[BEGIN]

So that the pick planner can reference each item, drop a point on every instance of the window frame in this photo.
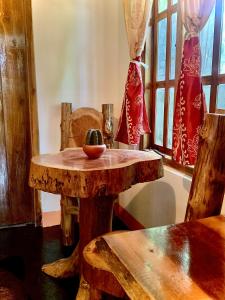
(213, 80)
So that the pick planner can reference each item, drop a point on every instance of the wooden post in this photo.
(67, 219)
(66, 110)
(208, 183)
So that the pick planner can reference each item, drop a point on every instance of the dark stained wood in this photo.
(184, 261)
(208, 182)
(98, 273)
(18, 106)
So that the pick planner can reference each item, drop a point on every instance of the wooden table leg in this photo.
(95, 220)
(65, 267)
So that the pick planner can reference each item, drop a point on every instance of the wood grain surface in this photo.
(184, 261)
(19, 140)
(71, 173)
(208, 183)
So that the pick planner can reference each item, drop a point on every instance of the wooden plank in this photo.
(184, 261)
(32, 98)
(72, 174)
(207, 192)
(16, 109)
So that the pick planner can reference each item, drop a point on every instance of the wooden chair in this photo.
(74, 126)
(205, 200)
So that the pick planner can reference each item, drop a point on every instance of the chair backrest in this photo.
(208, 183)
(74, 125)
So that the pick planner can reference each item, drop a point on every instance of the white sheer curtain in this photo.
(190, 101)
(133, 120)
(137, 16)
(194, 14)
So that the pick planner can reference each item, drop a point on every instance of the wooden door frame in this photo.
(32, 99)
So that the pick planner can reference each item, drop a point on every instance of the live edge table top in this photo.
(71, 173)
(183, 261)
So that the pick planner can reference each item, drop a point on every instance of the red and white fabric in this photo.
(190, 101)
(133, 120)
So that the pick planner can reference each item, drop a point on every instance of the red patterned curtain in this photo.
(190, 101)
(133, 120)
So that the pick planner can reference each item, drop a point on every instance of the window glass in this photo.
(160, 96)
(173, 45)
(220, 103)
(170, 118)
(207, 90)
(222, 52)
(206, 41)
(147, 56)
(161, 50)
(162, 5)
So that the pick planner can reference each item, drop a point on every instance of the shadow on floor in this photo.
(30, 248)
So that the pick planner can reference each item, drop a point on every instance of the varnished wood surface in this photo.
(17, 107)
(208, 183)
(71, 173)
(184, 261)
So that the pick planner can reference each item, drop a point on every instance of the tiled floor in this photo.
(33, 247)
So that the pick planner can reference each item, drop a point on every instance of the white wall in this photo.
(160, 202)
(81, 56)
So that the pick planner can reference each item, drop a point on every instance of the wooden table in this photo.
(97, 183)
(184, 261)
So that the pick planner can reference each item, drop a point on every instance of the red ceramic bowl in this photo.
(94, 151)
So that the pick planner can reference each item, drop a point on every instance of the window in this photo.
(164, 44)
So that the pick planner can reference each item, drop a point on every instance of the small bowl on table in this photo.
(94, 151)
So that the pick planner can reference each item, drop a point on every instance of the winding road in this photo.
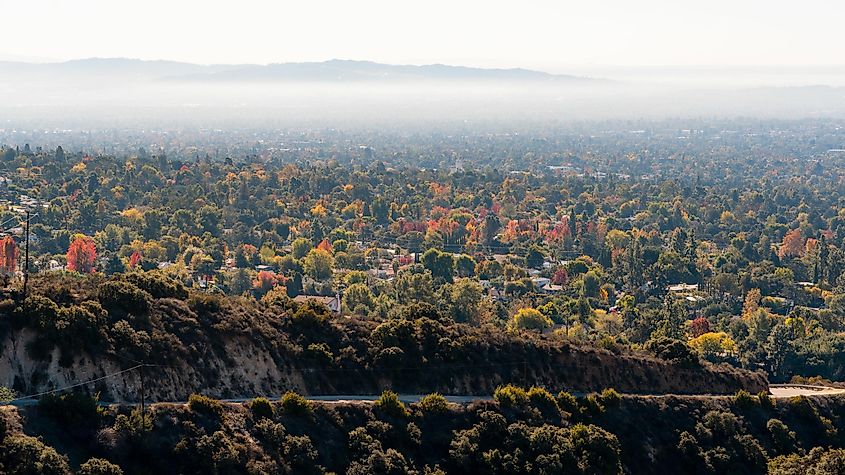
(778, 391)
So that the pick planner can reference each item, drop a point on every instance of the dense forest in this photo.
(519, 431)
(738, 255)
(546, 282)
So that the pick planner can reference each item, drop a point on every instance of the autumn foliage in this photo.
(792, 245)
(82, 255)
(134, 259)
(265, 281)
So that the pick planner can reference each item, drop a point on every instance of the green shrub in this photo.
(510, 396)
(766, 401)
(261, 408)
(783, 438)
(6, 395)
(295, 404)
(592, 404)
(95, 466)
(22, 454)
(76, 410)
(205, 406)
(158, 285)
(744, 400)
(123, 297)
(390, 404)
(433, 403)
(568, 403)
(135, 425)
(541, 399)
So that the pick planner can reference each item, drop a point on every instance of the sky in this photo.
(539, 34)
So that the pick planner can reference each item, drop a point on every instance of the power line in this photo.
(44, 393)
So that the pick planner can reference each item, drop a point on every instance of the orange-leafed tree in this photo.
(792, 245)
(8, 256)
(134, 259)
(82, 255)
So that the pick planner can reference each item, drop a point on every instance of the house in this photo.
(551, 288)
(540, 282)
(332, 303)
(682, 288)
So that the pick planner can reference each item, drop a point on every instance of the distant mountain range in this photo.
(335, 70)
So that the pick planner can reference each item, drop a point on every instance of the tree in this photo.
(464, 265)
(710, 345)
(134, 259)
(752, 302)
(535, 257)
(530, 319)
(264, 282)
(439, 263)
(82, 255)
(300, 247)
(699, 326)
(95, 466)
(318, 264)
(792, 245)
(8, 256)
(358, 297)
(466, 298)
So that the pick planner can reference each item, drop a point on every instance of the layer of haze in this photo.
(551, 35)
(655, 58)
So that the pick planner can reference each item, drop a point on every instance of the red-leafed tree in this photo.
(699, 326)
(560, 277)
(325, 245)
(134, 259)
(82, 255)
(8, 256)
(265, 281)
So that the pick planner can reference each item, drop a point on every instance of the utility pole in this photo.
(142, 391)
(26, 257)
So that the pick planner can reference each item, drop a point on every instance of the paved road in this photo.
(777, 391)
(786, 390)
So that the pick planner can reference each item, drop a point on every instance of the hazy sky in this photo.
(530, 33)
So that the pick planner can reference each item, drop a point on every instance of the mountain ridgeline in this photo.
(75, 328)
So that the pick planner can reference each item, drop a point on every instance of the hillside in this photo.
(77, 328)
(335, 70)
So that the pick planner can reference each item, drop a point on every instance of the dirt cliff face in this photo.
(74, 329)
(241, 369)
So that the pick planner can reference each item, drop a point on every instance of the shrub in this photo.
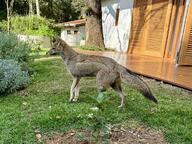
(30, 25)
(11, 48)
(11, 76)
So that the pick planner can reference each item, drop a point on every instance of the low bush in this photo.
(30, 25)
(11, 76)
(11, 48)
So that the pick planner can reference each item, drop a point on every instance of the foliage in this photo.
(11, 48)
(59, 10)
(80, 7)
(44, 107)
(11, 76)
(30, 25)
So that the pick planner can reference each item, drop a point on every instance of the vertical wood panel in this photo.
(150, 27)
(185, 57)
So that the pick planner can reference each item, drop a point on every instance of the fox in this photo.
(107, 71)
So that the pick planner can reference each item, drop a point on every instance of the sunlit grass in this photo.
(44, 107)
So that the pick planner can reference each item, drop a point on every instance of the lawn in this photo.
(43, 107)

[END]

## Stated goal
Retype each line of the listing above word for word. Exclude the pictures.

## Exercise response
So that the pick planner can reference each item, drop a point on every instance of the window frame in this photo.
(213, 80)
So that the pick planner can reference each item, drop a point on every instance of the wooden post in this photo.
(67, 219)
(66, 110)
(208, 183)
So that the pick planner can reference each item, drop a point on every instance of the dark stained wood in this photo.
(184, 261)
(208, 182)
(98, 273)
(18, 106)
So that the pick planner can reference each item, drop a point on every instance of the wooden table leg in this photo.
(95, 220)
(65, 267)
So that the pick planner can reference each item, drop a point on every instance of the wood grain surface in this photo.
(184, 261)
(19, 140)
(71, 173)
(208, 183)
So that the pick planner can reference each item, drop a point on every instance of the wooden plank in this photo.
(184, 261)
(32, 98)
(72, 174)
(207, 192)
(16, 109)
So that the pick planner can reference each item, drop a point on every instance of the wooden chair in this photo.
(74, 126)
(205, 200)
So that the pick planner can reference each item, drop a point on every instance of the chair backrest in this photo.
(208, 183)
(74, 125)
So that the pick planner can reference each item, drop a point on every instance of the white sheer curtain in this photo.
(190, 101)
(133, 120)
(137, 16)
(194, 14)
So that the pick planner can reference each item, drop a point on every instance of the wooden door frame in this photo.
(32, 99)
So that the pick planner can reference each item, drop a point on every instance of the live edge table top in this photo.
(71, 173)
(183, 261)
So that the pick planner can reference each item, drop a point on every instance of the red and white fabric in this photo.
(190, 101)
(133, 120)
So that the pick planner can reference each item, drop a point on every instance of the red patterned curtain in this photo.
(190, 101)
(133, 120)
So that the pick planner can reference each item, drop a point on every instance of the window glass in this photo.
(160, 96)
(173, 45)
(220, 103)
(170, 118)
(207, 90)
(222, 52)
(206, 41)
(147, 56)
(161, 50)
(162, 5)
So that the pick planner can reference each item, drop a point on every instance of the shadow on floor in this photo.
(30, 248)
So that the pick planner can reference each item, drop a point on every instance of the varnished wood surface in this photo.
(17, 107)
(208, 183)
(71, 173)
(184, 261)
So that the pick planner can reference each item, drop a point on every instance of the tiled floor in this photo.
(33, 247)
So that the pick planner can reference each item, drop a point on every instance of the white wall in this photo.
(160, 202)
(81, 56)
So that the pick planner can reference each item, drop a point on every instance of the wooden table in this photo.
(97, 183)
(184, 261)
So that the pick planner can reference each item, drop a point on every instance of the red ceramic bowl in this photo.
(94, 151)
So that the pick planner can reference each item, drop a point on every instance of the window in this photo.
(164, 44)
So that the pick planner can reference each item, drop a point on every instance of the small bowl on table in this photo.
(94, 151)
So that the pick planner can reference each item, drop a point on every instance of the winding road in this photo.
(778, 391)
So that the pick planner can reference each item, drop a point on every instance of the dense forest in this photo.
(519, 431)
(738, 255)
(546, 282)
So that the pick planner can reference each item, drop a point on every instance of the autumn foliage in this photo.
(792, 245)
(82, 255)
(134, 259)
(265, 281)
So that the pick planner can reference each item, drop a point on every instance of the green shrub in this photo.
(510, 396)
(766, 401)
(261, 408)
(783, 438)
(6, 395)
(295, 404)
(592, 404)
(95, 466)
(22, 454)
(76, 410)
(205, 406)
(158, 285)
(744, 400)
(123, 297)
(390, 404)
(433, 403)
(568, 403)
(135, 425)
(541, 399)
So that the pick planner can reference each item, drop a point on every instance of the sky in this photo.
(539, 34)
So that the pick planner can reference each item, drop a point on every instance of the power line in this photo.
(44, 393)
So that the pick planner can reference each item, drop a point on every instance of the orange-leafed tree in this photo.
(792, 245)
(8, 256)
(134, 259)
(82, 255)
So that the pick planner can reference each item, drop a point on every instance of the house in this photo.
(551, 288)
(540, 282)
(332, 303)
(682, 288)
So that the pick planner can reference each item, drop a point on every instance of the distant mountain range in this photo.
(335, 70)
So that the pick planner can reference each item, drop a point on every instance of the tree in this photo.
(464, 265)
(710, 345)
(134, 259)
(752, 302)
(535, 257)
(530, 319)
(264, 282)
(439, 263)
(82, 255)
(300, 247)
(699, 326)
(95, 466)
(318, 264)
(792, 245)
(8, 256)
(358, 297)
(466, 298)
So that the pick planner can reference each item, drop a point on every instance of the layer of haze in this photo.
(551, 35)
(655, 58)
So that the pick planner can reference each item, drop a point on every instance of the red-leafed tree in this photo.
(699, 326)
(560, 277)
(325, 245)
(134, 259)
(82, 255)
(8, 256)
(265, 281)
So that the pick planner can reference each item, drop a point on every instance of the utility pole in this photo.
(142, 391)
(26, 257)
So that the pick planner can reference each item, drop a point on every instance of the paved road in this photo.
(777, 391)
(786, 390)
So that the pick planner can reference each item, drop a point on every instance of the hazy sky in this photo.
(530, 33)
So that the pick planner can reference each item, drop a point on every instance of the mountain ridgeline in this photo.
(75, 328)
So that the pick planner can reference each item, drop a point on every instance of the hillside in this photo.
(77, 328)
(335, 70)
So that the pick planner can reference each item, drop a point on every instance of the dirt cliff face in this photo.
(74, 329)
(241, 369)
So that the pick planner can reference each item, drop a point on every instance of the shrub in this photo.
(30, 25)
(11, 48)
(11, 76)
So that the pick planner can reference each item, drop a point on every instance of the low bush in this photo.
(30, 25)
(11, 76)
(11, 48)
So that the pick planner can reference each item, drop a point on every instance of the foliage in this photo.
(11, 48)
(59, 10)
(80, 7)
(44, 107)
(11, 76)
(30, 25)
So that the pick planner can reference each item, drop a point on every instance of the vertical wood panel in this photo.
(150, 27)
(185, 57)
So that the pick planner can reference each item, drop a point on every instance of the fox in this photo.
(107, 71)
So that the pick planner can reference each item, drop a point on every instance of the sunlit grass in this photo.
(44, 107)
So that the pick planner can reference each item, drop a point on every instance of the lawn in this photo.
(43, 107)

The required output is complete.